What to work on:
Report each line of the data that has "woman" somewhere in it.

Records for this task:
★ ★ ★ ★ ★ ★ ★
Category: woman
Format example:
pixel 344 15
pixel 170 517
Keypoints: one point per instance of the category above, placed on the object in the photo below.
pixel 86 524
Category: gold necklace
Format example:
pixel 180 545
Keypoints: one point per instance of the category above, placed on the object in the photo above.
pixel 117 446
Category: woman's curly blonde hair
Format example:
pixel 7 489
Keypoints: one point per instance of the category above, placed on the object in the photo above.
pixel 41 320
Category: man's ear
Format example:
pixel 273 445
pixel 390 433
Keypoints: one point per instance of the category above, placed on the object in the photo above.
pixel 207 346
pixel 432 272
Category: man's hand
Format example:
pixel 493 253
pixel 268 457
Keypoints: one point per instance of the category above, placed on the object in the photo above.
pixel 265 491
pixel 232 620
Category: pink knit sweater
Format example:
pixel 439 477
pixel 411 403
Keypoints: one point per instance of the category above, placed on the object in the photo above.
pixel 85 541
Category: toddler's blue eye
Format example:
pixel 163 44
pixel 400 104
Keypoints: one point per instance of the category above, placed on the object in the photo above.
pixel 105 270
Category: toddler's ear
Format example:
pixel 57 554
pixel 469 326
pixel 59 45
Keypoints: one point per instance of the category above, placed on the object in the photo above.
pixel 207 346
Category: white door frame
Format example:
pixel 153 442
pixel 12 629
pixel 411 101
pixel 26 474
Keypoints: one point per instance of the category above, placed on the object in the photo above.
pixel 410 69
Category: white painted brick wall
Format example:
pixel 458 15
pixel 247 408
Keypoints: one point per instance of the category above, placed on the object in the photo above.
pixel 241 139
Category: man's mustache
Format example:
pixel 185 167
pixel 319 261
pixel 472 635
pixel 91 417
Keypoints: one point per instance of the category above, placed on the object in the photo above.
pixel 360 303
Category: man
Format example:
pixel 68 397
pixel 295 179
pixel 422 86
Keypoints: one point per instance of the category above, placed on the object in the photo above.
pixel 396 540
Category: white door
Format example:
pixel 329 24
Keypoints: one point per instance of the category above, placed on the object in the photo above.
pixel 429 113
★ ★ ★ ★ ★ ★ ★
Your solution:
Category: woman
Category: woman's curly blonde hair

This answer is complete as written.